━━━━━ Records for the task ━━━━━
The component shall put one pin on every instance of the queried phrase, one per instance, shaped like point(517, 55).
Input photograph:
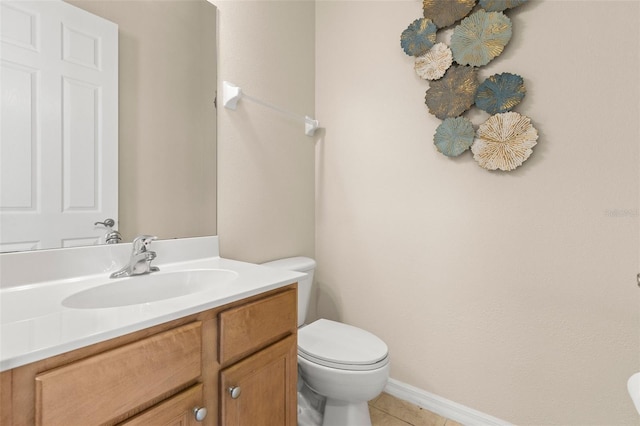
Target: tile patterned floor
point(387, 410)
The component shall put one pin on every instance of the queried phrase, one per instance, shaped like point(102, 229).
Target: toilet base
point(342, 413)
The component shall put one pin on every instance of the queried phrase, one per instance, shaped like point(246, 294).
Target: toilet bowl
point(345, 364)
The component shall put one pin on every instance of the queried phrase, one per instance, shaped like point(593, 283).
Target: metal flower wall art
point(481, 30)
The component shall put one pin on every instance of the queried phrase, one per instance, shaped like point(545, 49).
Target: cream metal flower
point(433, 64)
point(504, 141)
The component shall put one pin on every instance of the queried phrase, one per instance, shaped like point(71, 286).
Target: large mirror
point(166, 116)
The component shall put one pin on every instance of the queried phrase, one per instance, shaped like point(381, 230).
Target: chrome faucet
point(141, 257)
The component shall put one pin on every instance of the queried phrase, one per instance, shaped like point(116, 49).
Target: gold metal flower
point(454, 93)
point(504, 141)
point(433, 64)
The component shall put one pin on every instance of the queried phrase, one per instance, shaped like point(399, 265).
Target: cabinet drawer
point(103, 387)
point(177, 410)
point(250, 327)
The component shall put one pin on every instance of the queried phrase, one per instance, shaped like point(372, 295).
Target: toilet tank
point(298, 264)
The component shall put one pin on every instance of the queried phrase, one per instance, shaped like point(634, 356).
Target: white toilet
point(345, 364)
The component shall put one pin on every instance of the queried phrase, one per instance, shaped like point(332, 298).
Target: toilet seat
point(342, 346)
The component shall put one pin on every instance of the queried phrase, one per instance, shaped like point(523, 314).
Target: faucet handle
point(142, 242)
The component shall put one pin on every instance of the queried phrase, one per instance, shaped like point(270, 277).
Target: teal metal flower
point(446, 12)
point(480, 37)
point(418, 38)
point(500, 5)
point(500, 93)
point(454, 136)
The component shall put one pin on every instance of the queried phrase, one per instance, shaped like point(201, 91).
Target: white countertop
point(35, 325)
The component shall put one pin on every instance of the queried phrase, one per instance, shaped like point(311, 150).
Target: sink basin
point(148, 288)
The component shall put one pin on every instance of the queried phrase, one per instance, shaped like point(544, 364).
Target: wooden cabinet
point(160, 375)
point(259, 389)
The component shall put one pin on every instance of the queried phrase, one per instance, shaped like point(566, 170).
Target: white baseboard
point(444, 407)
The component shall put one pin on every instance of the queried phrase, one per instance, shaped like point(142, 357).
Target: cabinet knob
point(235, 391)
point(199, 413)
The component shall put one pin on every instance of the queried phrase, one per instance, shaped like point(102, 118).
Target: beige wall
point(511, 293)
point(167, 118)
point(266, 163)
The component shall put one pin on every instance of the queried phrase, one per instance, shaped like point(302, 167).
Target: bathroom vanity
point(232, 361)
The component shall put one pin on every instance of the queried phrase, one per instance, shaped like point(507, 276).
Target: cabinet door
point(267, 388)
point(176, 411)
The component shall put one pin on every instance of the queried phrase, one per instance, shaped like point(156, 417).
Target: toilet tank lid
point(299, 264)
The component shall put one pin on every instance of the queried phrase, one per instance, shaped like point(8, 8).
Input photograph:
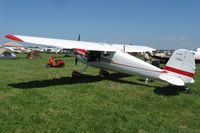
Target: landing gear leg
point(76, 74)
point(147, 80)
point(103, 73)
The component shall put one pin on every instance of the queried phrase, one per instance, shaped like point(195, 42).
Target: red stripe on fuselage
point(178, 71)
point(81, 52)
point(13, 38)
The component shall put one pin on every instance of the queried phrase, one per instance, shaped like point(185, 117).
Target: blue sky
point(162, 24)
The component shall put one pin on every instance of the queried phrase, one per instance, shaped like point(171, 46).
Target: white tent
point(6, 54)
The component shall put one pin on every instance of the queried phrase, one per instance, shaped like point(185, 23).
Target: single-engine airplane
point(179, 70)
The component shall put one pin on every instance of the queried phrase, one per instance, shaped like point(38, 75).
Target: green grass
point(36, 99)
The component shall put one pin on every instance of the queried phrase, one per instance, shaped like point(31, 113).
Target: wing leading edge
point(70, 44)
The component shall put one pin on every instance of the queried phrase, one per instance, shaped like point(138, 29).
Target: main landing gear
point(76, 74)
point(103, 73)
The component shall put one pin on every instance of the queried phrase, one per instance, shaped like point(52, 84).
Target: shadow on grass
point(169, 90)
point(116, 77)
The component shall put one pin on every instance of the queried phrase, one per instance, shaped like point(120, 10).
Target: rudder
point(182, 65)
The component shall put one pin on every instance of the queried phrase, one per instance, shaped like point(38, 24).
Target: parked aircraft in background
point(179, 70)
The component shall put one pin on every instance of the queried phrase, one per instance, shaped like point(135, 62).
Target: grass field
point(36, 99)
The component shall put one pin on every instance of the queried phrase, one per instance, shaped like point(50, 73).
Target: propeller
point(76, 59)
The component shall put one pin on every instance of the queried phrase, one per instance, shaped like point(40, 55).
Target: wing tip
point(13, 37)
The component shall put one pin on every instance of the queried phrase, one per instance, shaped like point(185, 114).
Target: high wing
point(70, 44)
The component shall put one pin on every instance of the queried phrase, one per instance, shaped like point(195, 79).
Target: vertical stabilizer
point(182, 65)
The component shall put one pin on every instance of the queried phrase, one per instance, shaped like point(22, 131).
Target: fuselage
point(121, 62)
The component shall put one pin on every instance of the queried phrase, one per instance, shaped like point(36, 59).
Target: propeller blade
point(79, 37)
point(76, 60)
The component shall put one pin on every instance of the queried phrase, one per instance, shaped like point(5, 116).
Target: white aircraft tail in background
point(181, 66)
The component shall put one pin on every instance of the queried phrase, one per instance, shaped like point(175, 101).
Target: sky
point(161, 24)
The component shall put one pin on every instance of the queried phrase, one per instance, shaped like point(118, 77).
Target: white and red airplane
point(179, 70)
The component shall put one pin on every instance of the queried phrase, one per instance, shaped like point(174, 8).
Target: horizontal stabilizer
point(172, 79)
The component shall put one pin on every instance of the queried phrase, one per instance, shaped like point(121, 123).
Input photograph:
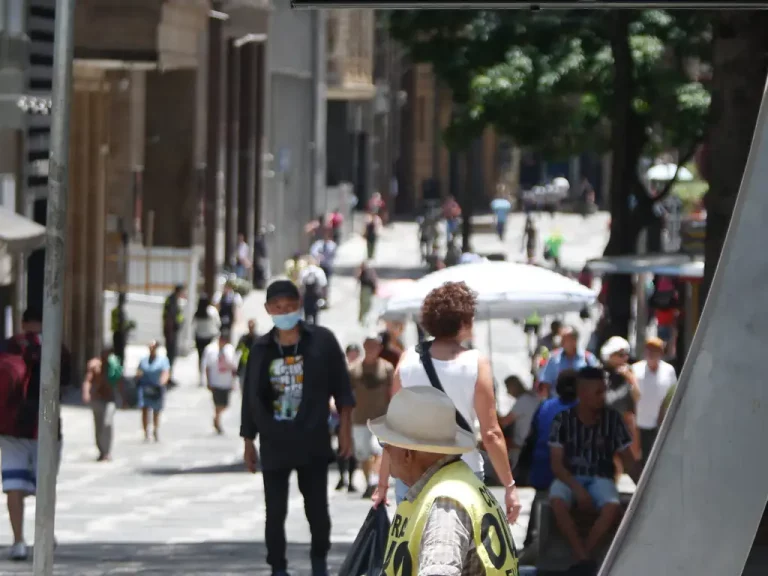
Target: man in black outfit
point(293, 371)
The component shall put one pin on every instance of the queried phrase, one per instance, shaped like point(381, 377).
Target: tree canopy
point(546, 80)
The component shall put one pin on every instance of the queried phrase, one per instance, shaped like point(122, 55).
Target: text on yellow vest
point(492, 537)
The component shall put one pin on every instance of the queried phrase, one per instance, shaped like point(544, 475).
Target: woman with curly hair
point(448, 314)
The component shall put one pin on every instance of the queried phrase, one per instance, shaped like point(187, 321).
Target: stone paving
point(185, 505)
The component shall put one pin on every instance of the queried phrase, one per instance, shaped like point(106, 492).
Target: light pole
point(53, 296)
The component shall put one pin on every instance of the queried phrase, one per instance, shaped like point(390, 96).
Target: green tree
point(562, 82)
point(738, 81)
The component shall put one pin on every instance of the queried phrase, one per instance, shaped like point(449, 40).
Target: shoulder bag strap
point(429, 368)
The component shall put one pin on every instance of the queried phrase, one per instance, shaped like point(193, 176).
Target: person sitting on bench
point(583, 441)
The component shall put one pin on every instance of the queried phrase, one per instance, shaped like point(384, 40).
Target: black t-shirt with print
point(589, 450)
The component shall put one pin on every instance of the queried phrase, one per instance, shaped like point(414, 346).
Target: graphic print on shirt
point(286, 375)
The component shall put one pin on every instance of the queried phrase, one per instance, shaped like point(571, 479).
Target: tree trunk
point(738, 80)
point(627, 137)
point(467, 205)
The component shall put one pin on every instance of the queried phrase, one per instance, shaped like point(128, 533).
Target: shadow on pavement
point(384, 272)
point(213, 469)
point(199, 558)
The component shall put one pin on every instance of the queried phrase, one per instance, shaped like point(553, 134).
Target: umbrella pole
point(490, 343)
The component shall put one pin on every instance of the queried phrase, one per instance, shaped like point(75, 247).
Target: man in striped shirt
point(583, 441)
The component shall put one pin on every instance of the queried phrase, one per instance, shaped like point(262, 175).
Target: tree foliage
point(546, 79)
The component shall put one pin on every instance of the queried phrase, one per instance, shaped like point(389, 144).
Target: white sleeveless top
point(458, 377)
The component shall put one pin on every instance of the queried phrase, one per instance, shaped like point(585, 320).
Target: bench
point(552, 551)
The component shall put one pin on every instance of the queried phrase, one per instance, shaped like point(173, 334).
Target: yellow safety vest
point(493, 539)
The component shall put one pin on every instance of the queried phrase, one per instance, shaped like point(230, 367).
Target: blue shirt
point(541, 475)
point(501, 208)
point(152, 369)
point(558, 362)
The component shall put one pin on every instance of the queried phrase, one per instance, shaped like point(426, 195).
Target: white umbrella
point(665, 173)
point(504, 290)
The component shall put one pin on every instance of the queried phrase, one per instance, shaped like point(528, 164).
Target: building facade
point(351, 96)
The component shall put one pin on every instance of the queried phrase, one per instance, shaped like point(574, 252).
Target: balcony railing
point(349, 36)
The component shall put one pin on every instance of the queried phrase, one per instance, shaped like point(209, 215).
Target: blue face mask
point(286, 321)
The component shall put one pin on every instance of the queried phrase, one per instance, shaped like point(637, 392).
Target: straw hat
point(422, 418)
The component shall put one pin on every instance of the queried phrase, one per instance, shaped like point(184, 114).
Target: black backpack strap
point(426, 361)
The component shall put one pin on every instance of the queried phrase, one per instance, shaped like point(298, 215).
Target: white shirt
point(458, 378)
point(324, 251)
point(653, 389)
point(312, 270)
point(220, 365)
point(243, 252)
point(524, 409)
point(209, 326)
point(237, 299)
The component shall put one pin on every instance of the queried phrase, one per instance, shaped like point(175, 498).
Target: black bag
point(522, 471)
point(429, 368)
point(366, 556)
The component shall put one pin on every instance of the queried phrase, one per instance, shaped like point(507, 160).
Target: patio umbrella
point(665, 173)
point(504, 290)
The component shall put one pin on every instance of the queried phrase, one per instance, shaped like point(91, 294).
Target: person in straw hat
point(448, 517)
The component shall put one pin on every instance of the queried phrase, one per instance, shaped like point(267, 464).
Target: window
point(422, 112)
point(14, 17)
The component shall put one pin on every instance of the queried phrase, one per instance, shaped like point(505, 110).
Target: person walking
point(371, 378)
point(655, 378)
point(293, 372)
point(366, 277)
point(227, 302)
point(18, 443)
point(206, 325)
point(501, 207)
point(173, 321)
point(371, 233)
point(220, 367)
point(444, 523)
point(121, 327)
point(244, 346)
point(447, 314)
point(103, 382)
point(530, 239)
point(152, 379)
point(324, 253)
point(243, 258)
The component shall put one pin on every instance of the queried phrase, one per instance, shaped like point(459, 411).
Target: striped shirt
point(589, 450)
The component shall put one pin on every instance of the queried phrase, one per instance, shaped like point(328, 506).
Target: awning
point(19, 234)
point(680, 265)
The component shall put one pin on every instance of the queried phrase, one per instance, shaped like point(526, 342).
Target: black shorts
point(220, 397)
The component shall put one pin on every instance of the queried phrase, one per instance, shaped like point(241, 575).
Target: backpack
point(18, 401)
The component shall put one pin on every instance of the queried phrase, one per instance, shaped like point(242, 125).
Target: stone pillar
point(247, 142)
point(233, 150)
point(213, 149)
point(169, 173)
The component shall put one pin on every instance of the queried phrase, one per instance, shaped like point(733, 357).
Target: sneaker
point(319, 567)
point(18, 552)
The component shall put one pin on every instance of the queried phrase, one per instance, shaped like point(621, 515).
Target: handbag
point(429, 368)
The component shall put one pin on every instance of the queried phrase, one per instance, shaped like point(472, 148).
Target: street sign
point(540, 5)
point(284, 160)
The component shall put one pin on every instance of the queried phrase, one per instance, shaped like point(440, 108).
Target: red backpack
point(18, 412)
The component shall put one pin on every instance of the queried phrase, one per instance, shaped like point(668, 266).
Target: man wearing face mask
point(293, 371)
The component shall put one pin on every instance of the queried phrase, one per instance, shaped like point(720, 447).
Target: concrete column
point(232, 150)
point(247, 142)
point(319, 110)
point(213, 131)
point(260, 74)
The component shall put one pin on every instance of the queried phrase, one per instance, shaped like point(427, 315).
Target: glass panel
point(15, 16)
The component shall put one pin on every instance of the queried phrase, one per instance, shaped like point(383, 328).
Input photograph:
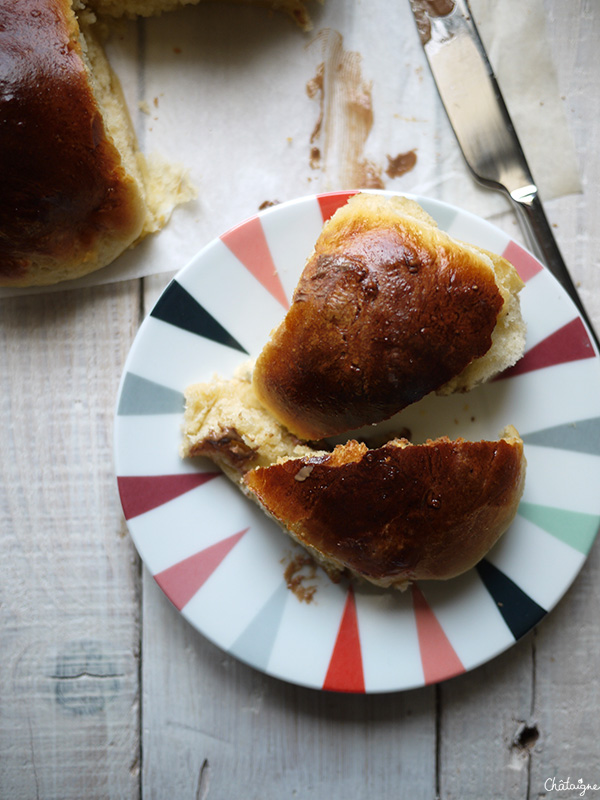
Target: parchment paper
point(261, 112)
━━━━━
## Exercise description
Transcribe the listing word for word, beginning at its first line and stopping after the line that contains "point(298, 264)", with both of those lines included. Omit the pictures from your answer.

## Output for this exercise
The component shall put one pin on every instance of the queried phrase, one per instance, shaped like point(517, 55).
Input photograph:
Target: tile patterned floor
point(387, 410)
The component shall put one pin on every instance of the queried phrase, one per instance, shaped like point(102, 229).
Target: toilet base
point(342, 413)
The component shall put one pin on every instance of the queried phrase, one per instance, shaped like point(246, 294).
Target: toilet bowl
point(345, 364)
The component shall put one pin on every instance of the queried phrase, one per instance, shaped like point(593, 283).
Target: metal flower wall art
point(481, 30)
The component shall put one pin on every instance of the queried phrase, one per instance, shaped like point(545, 49).
Target: cream metal flower
point(433, 64)
point(504, 141)
The component shall put one pin on every instance of the queried phrase, one per instance, shaped like point(71, 286).
Target: large mirror
point(166, 116)
The component shall put one pin on every instance of the queried phrase, one per instance, shaped like point(381, 230).
Target: chrome faucet
point(141, 257)
The component shall put one pin on every instance of the queried phrase, one per instance, shaped like point(116, 49).
Target: gold metal flower
point(454, 93)
point(504, 141)
point(433, 64)
The component shall put one pin on every instance of the queried phrase, one per instance, shaped like point(399, 265).
Target: cabinet drawer
point(103, 387)
point(177, 410)
point(250, 327)
The component shall put one pin on every instance of the queried phrase, one per instance, shaped like point(372, 295).
Target: toilet tank
point(298, 264)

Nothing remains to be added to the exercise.